Your assignment - Output the entries underneath exactly as they are.

[Stored data entries]
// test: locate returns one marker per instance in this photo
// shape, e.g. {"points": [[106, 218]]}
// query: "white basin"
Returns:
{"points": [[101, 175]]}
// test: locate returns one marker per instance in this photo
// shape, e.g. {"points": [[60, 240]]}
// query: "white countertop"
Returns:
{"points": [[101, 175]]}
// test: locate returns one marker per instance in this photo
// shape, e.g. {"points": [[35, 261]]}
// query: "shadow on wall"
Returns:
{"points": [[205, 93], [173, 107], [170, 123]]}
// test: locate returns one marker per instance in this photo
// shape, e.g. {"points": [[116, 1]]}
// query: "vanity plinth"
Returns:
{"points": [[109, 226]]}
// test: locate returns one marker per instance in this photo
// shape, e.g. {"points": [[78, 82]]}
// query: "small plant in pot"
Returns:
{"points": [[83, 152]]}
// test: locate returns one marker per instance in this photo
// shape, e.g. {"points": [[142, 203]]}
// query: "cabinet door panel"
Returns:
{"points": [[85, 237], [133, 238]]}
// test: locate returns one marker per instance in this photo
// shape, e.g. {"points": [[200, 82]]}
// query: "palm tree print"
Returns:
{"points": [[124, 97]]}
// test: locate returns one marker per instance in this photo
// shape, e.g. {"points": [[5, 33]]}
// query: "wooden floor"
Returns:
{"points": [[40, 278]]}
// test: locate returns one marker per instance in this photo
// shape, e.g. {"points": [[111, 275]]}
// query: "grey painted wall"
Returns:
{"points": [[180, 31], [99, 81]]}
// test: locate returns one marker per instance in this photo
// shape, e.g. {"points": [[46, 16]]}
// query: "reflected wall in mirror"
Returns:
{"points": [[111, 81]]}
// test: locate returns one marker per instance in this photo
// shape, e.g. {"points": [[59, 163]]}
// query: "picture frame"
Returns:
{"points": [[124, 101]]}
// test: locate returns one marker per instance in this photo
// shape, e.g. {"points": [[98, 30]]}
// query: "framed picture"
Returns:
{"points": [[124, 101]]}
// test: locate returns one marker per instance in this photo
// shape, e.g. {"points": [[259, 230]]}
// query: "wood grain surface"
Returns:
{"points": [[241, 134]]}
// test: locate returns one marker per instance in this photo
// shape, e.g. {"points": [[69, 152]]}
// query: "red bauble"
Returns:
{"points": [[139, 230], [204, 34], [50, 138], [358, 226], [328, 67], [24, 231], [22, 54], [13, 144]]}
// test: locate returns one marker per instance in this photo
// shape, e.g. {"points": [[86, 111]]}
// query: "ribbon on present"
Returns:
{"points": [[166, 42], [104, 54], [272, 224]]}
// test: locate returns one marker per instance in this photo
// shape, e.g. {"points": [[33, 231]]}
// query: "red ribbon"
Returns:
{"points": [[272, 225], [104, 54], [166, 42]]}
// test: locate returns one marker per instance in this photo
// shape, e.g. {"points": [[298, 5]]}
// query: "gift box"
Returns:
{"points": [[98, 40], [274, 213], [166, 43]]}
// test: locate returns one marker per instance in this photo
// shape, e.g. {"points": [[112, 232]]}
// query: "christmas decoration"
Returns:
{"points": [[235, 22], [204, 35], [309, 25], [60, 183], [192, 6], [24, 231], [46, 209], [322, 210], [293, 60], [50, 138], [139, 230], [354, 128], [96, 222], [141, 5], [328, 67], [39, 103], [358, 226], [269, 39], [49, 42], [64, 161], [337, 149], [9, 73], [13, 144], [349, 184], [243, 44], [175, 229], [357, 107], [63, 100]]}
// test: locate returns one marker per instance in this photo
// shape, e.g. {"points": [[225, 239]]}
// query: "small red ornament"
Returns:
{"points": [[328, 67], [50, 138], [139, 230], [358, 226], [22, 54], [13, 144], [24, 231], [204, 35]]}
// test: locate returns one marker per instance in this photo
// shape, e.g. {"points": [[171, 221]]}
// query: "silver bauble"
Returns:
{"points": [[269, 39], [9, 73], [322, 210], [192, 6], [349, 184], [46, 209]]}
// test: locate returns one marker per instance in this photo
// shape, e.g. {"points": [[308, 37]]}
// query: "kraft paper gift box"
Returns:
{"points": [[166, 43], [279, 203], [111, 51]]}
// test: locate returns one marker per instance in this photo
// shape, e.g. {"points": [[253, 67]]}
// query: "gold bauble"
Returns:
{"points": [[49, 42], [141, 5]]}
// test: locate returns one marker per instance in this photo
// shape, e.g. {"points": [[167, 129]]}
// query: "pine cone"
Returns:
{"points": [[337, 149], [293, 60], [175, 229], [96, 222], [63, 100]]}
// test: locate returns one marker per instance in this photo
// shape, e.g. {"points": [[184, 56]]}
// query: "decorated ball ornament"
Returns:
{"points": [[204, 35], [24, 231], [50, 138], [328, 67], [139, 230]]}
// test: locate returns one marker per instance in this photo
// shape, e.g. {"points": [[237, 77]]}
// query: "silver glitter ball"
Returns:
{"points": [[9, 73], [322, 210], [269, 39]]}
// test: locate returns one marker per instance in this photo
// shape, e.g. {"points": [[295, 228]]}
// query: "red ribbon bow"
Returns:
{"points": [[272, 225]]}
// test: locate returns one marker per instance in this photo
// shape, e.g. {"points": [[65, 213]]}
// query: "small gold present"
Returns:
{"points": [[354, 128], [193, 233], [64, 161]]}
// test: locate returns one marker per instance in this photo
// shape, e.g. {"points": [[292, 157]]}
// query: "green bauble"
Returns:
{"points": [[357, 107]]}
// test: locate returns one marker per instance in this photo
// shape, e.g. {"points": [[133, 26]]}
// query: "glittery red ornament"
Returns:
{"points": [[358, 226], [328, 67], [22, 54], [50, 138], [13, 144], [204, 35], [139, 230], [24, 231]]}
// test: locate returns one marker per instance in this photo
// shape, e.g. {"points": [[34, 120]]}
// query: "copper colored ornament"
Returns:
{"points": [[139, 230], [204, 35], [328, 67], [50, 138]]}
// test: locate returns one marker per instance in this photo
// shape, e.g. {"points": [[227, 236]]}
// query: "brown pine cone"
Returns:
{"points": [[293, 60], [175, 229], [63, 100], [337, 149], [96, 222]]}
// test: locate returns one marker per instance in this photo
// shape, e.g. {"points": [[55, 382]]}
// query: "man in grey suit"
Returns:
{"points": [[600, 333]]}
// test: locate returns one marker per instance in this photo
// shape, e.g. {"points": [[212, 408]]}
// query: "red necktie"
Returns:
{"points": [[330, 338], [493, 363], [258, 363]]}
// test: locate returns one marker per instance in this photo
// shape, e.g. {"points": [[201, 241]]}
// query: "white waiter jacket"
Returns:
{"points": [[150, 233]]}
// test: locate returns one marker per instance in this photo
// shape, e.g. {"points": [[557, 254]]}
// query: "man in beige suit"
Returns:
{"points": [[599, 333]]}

The answer -
// test: locate returns one marker per instance in this photo
// shape, e.g. {"points": [[106, 218]]}
// query: "white basin"
Returns:
{"points": [[101, 175]]}
// test: locate returns one marker per instance in this photo
// shape, e.g. {"points": [[60, 240]]}
// query: "white countertop"
Returns:
{"points": [[101, 175]]}
// test: locate returns one marker per instance in this photo
// shape, e.g. {"points": [[35, 261]]}
// query: "shadow on wall"
Returns:
{"points": [[205, 93], [173, 107], [170, 123]]}
// test: locate returns one marker per instance in this photo
// shape, e.g. {"points": [[116, 1]]}
// query: "vanity plinth"
Returns:
{"points": [[109, 226]]}
// test: locate returns one marker per instance in this photo
// shape, e.g. {"points": [[78, 82]]}
// query: "small plant in pot"
Returns:
{"points": [[83, 152]]}
// test: locate returns one marker per instance in this photo
// shape, e.g. {"points": [[142, 203]]}
// query: "cabinet door panel"
Returns:
{"points": [[85, 237], [133, 238]]}
// test: locate returns one marker per instance in this photo
// shape, e.g. {"points": [[200, 82]]}
// query: "palm tree print"
Returns:
{"points": [[124, 97]]}
// test: locate returns one marker per instance in this photo
// shape, e.g. {"points": [[5, 33]]}
// query: "wooden floor"
Returns:
{"points": [[40, 278]]}
// test: locate returns one marker per instance in this photo
// shape, e.g. {"points": [[111, 275]]}
// query: "grey painted wall"
Returns:
{"points": [[180, 31], [99, 81]]}
// test: locate returns one marker per instance in this photo
// shape, e.g. {"points": [[46, 16]]}
// query: "reflected wall in mirror"
Returns:
{"points": [[111, 81]]}
// test: locate returns one marker per instance in this photo
// shape, e.g. {"points": [[59, 163]]}
// query: "picture frame"
Returns:
{"points": [[124, 101]]}
// test: locate returns one marker per instance in this photo
// shape, e.g. {"points": [[98, 30]]}
// query: "framed picture"
Returns:
{"points": [[124, 101]]}
// test: locate returns one marker per instance in this photo
// shape, e.g. {"points": [[259, 230]]}
// query: "wood grain surface"
Returns:
{"points": [[241, 134]]}
// test: locate returns one marker per instance in this photo
// shape, e.g. {"points": [[69, 152]]}
// query: "red bauble"
Returns:
{"points": [[139, 230], [204, 34], [50, 138], [358, 226], [328, 67], [24, 231], [22, 54], [13, 144]]}
// test: locate returns one marker per instance in this photo
// shape, e.g. {"points": [[86, 111]]}
// query: "ribbon on present"
Returns:
{"points": [[166, 42], [104, 54], [272, 224]]}
// test: locate returns one marker per instance in this photo
// shape, e.g. {"points": [[33, 231]]}
// query: "red ribbon"
Returns:
{"points": [[272, 225], [104, 54], [166, 42]]}
// test: locate returns one marker per instance in this photo
// shape, e.g. {"points": [[298, 5]]}
// query: "gift box"
Returns:
{"points": [[98, 40], [274, 213], [166, 43]]}
// test: locate returns one marker per instance in this photo
// shape, e.g. {"points": [[112, 232]]}
// query: "christmas decoration"
Returns:
{"points": [[235, 22], [204, 35], [309, 25], [60, 183], [192, 6], [24, 231], [46, 209], [322, 210], [293, 60], [50, 138], [139, 230], [354, 128], [96, 222], [141, 5], [328, 67], [39, 103], [358, 226], [269, 39], [49, 42], [64, 161], [337, 149], [9, 73], [13, 144], [349, 184], [243, 44], [175, 229], [357, 107], [63, 100]]}
// test: locate returns one marker per instance in this photo
// shape, e.g. {"points": [[225, 239]]}
// query: "small red ornament"
Returns:
{"points": [[328, 67], [50, 138], [139, 230], [358, 226], [22, 54], [13, 144], [24, 231], [204, 35]]}
// test: locate returns one marker per instance in this photo
// shape, e.g. {"points": [[171, 221]]}
// query: "silver bauble"
Returns:
{"points": [[269, 39], [9, 73], [322, 210], [192, 6], [349, 184], [46, 209]]}
// test: locate returns one marker per instance in this photo
// shape, e.g. {"points": [[308, 37]]}
// query: "kraft paper gift box"
Returns:
{"points": [[166, 43], [279, 203], [111, 51]]}
// test: locate returns one marker per instance in this photo
// shape, e.g. {"points": [[253, 67]]}
// query: "gold bauble"
Returns:
{"points": [[49, 42], [141, 5]]}
// test: locate returns one marker per instance in this photo
// shape, e.g. {"points": [[167, 129]]}
// query: "pine cone"
Returns:
{"points": [[337, 149], [293, 60], [175, 229], [96, 222], [63, 100]]}
// test: locate returns one marker per instance in this photo
// shape, e.g. {"points": [[184, 56]]}
// query: "decorated ball ornament"
Returns:
{"points": [[204, 35], [24, 231], [50, 138], [328, 67], [139, 230]]}
// test: locate returns one marker per instance in this photo
// shape, e.g. {"points": [[237, 77]]}
// query: "silver glitter ball"
Returns:
{"points": [[9, 73], [322, 210], [269, 39]]}
// test: locate returns one marker per instance in this photo
// shape, e.g. {"points": [[295, 228]]}
// query: "red ribbon bow"
Returns:
{"points": [[272, 225]]}
// test: locate returns one marker per instance in this photo
// shape, e.g. {"points": [[65, 213]]}
// query: "small gold present"
Returns:
{"points": [[354, 128], [193, 233], [64, 161]]}
// test: locate returns one marker per instance in this photo
// shape, e.g. {"points": [[292, 157]]}
// query: "green bauble"
Returns:
{"points": [[357, 107]]}
// test: locate returns one marker per instance in this photo
// shape, e.g. {"points": [[133, 26]]}
// query: "glittery red ornament"
Returns:
{"points": [[358, 226], [328, 67], [22, 54], [50, 138], [13, 144], [204, 35], [139, 230], [24, 231]]}
// test: locate returns one marker per instance in this photo
// shape, e.g. {"points": [[34, 120]]}
// query: "copper colored ornament"
Returns:
{"points": [[139, 230], [204, 35], [328, 67], [50, 138]]}
// test: locate returns one marker per instance in this photo
// shape, e.g. {"points": [[227, 236]]}
// query: "brown pine cone"
Returns:
{"points": [[293, 60], [175, 229], [63, 100], [337, 149], [96, 222]]}
// test: locate returns one marker per instance in this photo
// shape, e.g. {"points": [[55, 382]]}
// query: "man in grey suit"
Returns:
{"points": [[600, 333]]}
// test: locate returns one marker per instance in this photo
// shape, e.g. {"points": [[212, 408]]}
// query: "red necktie"
Returns:
{"points": [[330, 338], [493, 363], [258, 363]]}
// test: locate returns one marker per instance in this photo
// shape, e.g. {"points": [[201, 241]]}
// query: "white waiter jacket"
Returns:
{"points": [[150, 233]]}
// test: locate returns one marker per instance in this photo
// shape, e.g. {"points": [[557, 254]]}
// query: "man in beige suit"
Returns:
{"points": [[599, 333]]}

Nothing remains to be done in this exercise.